# Assignment
Would you give the data below back exactly as it reads?

- - -

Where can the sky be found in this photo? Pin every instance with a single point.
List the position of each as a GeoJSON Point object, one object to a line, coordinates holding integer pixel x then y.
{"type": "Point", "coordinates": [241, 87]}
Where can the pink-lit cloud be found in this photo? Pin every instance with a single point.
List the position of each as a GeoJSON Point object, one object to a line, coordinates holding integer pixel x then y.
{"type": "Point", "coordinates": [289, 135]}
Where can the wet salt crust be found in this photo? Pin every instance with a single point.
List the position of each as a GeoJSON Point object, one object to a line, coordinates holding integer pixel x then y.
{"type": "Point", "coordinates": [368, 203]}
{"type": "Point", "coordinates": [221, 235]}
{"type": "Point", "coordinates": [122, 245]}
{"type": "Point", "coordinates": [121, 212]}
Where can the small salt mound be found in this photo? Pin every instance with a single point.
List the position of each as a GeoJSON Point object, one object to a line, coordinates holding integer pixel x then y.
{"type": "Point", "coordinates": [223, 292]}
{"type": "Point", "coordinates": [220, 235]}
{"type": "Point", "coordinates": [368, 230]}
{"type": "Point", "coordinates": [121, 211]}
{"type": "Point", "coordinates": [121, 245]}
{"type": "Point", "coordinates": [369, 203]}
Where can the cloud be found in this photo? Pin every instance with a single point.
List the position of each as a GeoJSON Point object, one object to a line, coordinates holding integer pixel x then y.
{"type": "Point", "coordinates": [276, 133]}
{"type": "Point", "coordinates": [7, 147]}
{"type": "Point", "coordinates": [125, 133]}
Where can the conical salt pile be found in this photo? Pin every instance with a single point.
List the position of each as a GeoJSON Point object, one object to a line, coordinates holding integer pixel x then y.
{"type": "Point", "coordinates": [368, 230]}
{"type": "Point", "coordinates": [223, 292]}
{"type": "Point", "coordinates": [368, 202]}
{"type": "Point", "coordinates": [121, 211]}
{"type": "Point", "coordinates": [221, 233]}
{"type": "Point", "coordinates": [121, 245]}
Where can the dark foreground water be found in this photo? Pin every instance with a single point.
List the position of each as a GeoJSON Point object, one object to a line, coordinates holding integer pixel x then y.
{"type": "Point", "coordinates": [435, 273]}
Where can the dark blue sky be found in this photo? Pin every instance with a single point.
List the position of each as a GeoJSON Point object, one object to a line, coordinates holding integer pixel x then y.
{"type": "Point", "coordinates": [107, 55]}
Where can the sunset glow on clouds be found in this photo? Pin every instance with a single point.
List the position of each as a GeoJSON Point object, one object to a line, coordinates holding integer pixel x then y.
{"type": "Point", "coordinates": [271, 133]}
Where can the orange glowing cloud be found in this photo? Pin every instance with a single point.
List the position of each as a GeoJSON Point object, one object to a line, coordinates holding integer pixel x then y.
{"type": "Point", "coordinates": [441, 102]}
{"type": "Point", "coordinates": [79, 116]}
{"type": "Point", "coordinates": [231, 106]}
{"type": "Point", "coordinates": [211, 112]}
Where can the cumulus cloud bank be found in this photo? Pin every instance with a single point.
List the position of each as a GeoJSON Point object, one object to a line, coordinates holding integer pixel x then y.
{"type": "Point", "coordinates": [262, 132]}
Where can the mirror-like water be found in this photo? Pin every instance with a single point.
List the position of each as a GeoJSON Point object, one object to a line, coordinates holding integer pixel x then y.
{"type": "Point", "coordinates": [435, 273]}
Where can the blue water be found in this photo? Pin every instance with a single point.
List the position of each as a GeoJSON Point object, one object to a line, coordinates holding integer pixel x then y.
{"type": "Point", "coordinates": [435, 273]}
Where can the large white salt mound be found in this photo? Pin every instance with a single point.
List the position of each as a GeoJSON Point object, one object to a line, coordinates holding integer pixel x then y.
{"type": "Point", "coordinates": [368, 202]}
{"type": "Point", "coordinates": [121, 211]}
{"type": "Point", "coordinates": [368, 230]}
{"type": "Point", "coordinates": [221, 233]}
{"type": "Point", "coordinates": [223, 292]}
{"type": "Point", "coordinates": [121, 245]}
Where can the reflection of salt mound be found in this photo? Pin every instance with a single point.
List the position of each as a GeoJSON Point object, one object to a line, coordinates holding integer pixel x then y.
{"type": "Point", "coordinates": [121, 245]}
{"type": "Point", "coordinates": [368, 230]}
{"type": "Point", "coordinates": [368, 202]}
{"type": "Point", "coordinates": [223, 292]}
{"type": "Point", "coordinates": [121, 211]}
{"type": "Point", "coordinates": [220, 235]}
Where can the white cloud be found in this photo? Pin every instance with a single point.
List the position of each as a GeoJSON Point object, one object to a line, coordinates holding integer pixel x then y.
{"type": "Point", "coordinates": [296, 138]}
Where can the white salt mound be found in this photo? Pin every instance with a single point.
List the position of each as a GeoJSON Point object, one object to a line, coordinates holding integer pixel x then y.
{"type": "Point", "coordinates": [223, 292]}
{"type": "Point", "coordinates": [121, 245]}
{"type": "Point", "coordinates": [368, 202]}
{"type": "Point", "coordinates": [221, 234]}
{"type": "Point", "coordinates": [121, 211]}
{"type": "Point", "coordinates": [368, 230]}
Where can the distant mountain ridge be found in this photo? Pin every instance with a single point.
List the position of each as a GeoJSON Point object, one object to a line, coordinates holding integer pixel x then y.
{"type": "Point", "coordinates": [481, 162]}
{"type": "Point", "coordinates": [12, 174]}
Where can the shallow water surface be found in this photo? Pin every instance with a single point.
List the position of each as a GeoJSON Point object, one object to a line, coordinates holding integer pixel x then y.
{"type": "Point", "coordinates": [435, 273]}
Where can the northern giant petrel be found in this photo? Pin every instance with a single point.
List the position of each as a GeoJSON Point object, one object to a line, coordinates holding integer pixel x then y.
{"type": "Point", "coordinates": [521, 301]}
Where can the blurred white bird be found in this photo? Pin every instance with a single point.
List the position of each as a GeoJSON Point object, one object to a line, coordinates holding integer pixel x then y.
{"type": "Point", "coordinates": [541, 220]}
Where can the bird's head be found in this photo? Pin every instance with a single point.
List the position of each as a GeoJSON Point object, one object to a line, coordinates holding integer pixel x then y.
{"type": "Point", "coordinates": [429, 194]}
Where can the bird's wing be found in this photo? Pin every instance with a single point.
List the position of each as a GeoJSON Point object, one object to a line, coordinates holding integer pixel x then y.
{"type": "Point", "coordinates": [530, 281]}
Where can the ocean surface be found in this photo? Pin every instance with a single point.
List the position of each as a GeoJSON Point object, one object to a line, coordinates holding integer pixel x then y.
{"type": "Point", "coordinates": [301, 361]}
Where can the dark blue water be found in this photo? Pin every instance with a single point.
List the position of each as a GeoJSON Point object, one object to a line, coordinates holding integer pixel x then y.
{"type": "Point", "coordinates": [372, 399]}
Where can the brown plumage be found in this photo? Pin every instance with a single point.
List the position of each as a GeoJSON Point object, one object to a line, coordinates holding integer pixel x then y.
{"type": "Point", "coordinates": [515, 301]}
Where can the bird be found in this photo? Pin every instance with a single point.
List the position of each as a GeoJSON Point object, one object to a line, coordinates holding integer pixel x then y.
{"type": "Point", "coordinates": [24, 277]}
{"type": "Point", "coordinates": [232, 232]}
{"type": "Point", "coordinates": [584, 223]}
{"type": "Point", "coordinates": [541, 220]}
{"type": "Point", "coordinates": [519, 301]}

- - -

# Expected answer
Where can the sky be found in this photo? Pin every instance with a single point.
List the position of each as a GeoJSON Point object, one object to a line, coordinates holding integer pixel x then y.
{"type": "Point", "coordinates": [241, 87]}
Where can the pink-lit cloud be found in this photo? Pin every instance with a single point.
List the position of each as a GeoJSON Point object, one object to a line, coordinates holding integer pixel x then y.
{"type": "Point", "coordinates": [289, 135]}
Where can the wet salt crust be found in this photo? Pin every instance with a single point.
List the position of each as a GeoJSON Point object, one object to a line, coordinates holding integer pixel x then y.
{"type": "Point", "coordinates": [368, 203]}
{"type": "Point", "coordinates": [221, 235]}
{"type": "Point", "coordinates": [122, 245]}
{"type": "Point", "coordinates": [121, 212]}
Where can the small salt mound be found in this photo? Pin every instance with a single point.
List the position of each as a GeoJSON Point object, one object to a line, coordinates holding integer pixel x then y.
{"type": "Point", "coordinates": [223, 292]}
{"type": "Point", "coordinates": [220, 235]}
{"type": "Point", "coordinates": [368, 230]}
{"type": "Point", "coordinates": [121, 211]}
{"type": "Point", "coordinates": [121, 245]}
{"type": "Point", "coordinates": [369, 203]}
Where can the cloud be found in this photo? Pin every instance with a single point.
List the position of each as a GeoJSON Point object, one object to a line, coordinates holding integer pixel x then y.
{"type": "Point", "coordinates": [276, 133]}
{"type": "Point", "coordinates": [7, 147]}
{"type": "Point", "coordinates": [125, 133]}
Where can the conical salt pile be found in this photo? Pin every instance with a single point.
List the position of each as a GeoJSON Point object, one object to a line, coordinates holding integer pixel x then y.
{"type": "Point", "coordinates": [368, 230]}
{"type": "Point", "coordinates": [223, 292]}
{"type": "Point", "coordinates": [368, 202]}
{"type": "Point", "coordinates": [121, 211]}
{"type": "Point", "coordinates": [221, 233]}
{"type": "Point", "coordinates": [121, 245]}
Where can the dark foreground water be found in this photo? Pin every instance with a single point.
List the position of each as a GeoJSON Point object, one object to a line, coordinates holding integer pixel x then y.
{"type": "Point", "coordinates": [435, 273]}
Where can the dark blue sky be found in this photo? Pin every instance with a single point.
List the position of each as a GeoJSON Point object, one object to a line, coordinates holding integer pixel x then y.
{"type": "Point", "coordinates": [107, 55]}
Where can the sunset glow on clouds be found in this photo? Pin every instance with a single point.
List the position of each as a GeoJSON Point object, one object to a line, coordinates holding integer pixel x then y.
{"type": "Point", "coordinates": [271, 133]}
Where can the orange glowing cloud be found in this photo? Pin every instance with a single point.
List the position of each as a GeoJSON Point object, one object to a line, coordinates holding integer pixel x then y.
{"type": "Point", "coordinates": [441, 102]}
{"type": "Point", "coordinates": [79, 116]}
{"type": "Point", "coordinates": [231, 106]}
{"type": "Point", "coordinates": [211, 112]}
Where can the cumulus cloud bank be found in this photo? Pin every instance with a single point.
List the position of each as a GeoJSON Point object, one object to a line, coordinates holding integer pixel x then y.
{"type": "Point", "coordinates": [262, 132]}
Where can the mirror-like water be found in this photo? Pin every instance with a single point.
List the position of each as a GeoJSON Point object, one object to a line, coordinates holding integer pixel x then y.
{"type": "Point", "coordinates": [435, 273]}
Where can the blue water be found in this photo? Pin every instance with a single point.
List the position of each as a GeoJSON Point object, one object to a line, coordinates holding integer pixel x then y.
{"type": "Point", "coordinates": [435, 273]}
Where can the large white salt mound be found in this photo? Pin every instance with a single point.
List the position of each as a GeoJSON Point object, one object to a line, coordinates holding integer pixel x then y.
{"type": "Point", "coordinates": [368, 202]}
{"type": "Point", "coordinates": [121, 211]}
{"type": "Point", "coordinates": [368, 230]}
{"type": "Point", "coordinates": [221, 233]}
{"type": "Point", "coordinates": [223, 292]}
{"type": "Point", "coordinates": [121, 245]}
Where can the reflection of salt mound be found in this photo? Pin every instance with a single point.
List the position of each as a GeoJSON Point object, one object to a line, coordinates holding integer pixel x then y.
{"type": "Point", "coordinates": [121, 245]}
{"type": "Point", "coordinates": [368, 230]}
{"type": "Point", "coordinates": [368, 202]}
{"type": "Point", "coordinates": [223, 292]}
{"type": "Point", "coordinates": [121, 211]}
{"type": "Point", "coordinates": [220, 235]}
Where can the white cloud be found in this photo? Pin every instance with a single point.
List the position of each as a GeoJSON Point object, one object to a line, coordinates holding integer pixel x then y.
{"type": "Point", "coordinates": [296, 138]}
Where can the white salt mound be found in this photo? Pin every instance with a single point.
List the position of each as a GeoJSON Point object, one object to a line, coordinates holding integer pixel x then y.
{"type": "Point", "coordinates": [223, 292]}
{"type": "Point", "coordinates": [121, 245]}
{"type": "Point", "coordinates": [368, 202]}
{"type": "Point", "coordinates": [221, 234]}
{"type": "Point", "coordinates": [121, 211]}
{"type": "Point", "coordinates": [368, 230]}
Where can the distant mountain ridge be found in this photo? Pin every instance with a single point.
List the position of each as a GeoJSON Point object, one object to a line, coordinates holding integer pixel x then y.
{"type": "Point", "coordinates": [481, 162]}
{"type": "Point", "coordinates": [12, 174]}
Where can the shallow water surface be found in this photo? Pin every instance with a single point.
List the position of each as a GeoJSON Point object, one object to a line, coordinates holding integer pixel x then y.
{"type": "Point", "coordinates": [435, 273]}
Where can the northern giant petrel be found in this photo? Pin every instance with a single point.
List the position of each as a GeoJSON Point object, one object to a line, coordinates holding integer pixel x then y.
{"type": "Point", "coordinates": [521, 301]}
Where can the blurred white bird be found in this photo? Pin every instance with a single point.
List the position of each as a GeoJSON Point object, one object to a line, coordinates holding integer pixel x then y.
{"type": "Point", "coordinates": [541, 220]}
Where can the bird's head be found in this photo? Pin every instance with a single point.
List the position of each as a GeoJSON Point object, one object to a line, coordinates holding integer pixel x then y.
{"type": "Point", "coordinates": [429, 194]}
Where can the bird's wing be found in this photo? Pin every instance with a single point.
List the position of each as a GeoJSON Point object, one object to a line, coordinates holding integer pixel x then y.
{"type": "Point", "coordinates": [530, 281]}
Where can the ocean surface be found in this photo? Pin every instance with a single point.
List the position of each as a GeoJSON Point object, one object to a line, coordinates holding integer pixel x then y.
{"type": "Point", "coordinates": [301, 361]}
Where can the dark blue water be found in this photo? Pin every instance with a single point.
List the position of each as a GeoJSON Point object, one object to a line, coordinates holding integer pixel x then y.
{"type": "Point", "coordinates": [372, 399]}
Where can the brown plumage be found in this photo? Pin every instance with a single point.
List the position of each as a GeoJSON Point object, one object to a line, coordinates holding integer pixel x then y.
{"type": "Point", "coordinates": [515, 301]}
Where can the bird be found in this photo? Pin every instance with a single point.
List the position of each as a GeoJSON Point object, one object to a line, coordinates holding integer pixel x then y.
{"type": "Point", "coordinates": [24, 277]}
{"type": "Point", "coordinates": [232, 232]}
{"type": "Point", "coordinates": [584, 223]}
{"type": "Point", "coordinates": [541, 220]}
{"type": "Point", "coordinates": [519, 301]}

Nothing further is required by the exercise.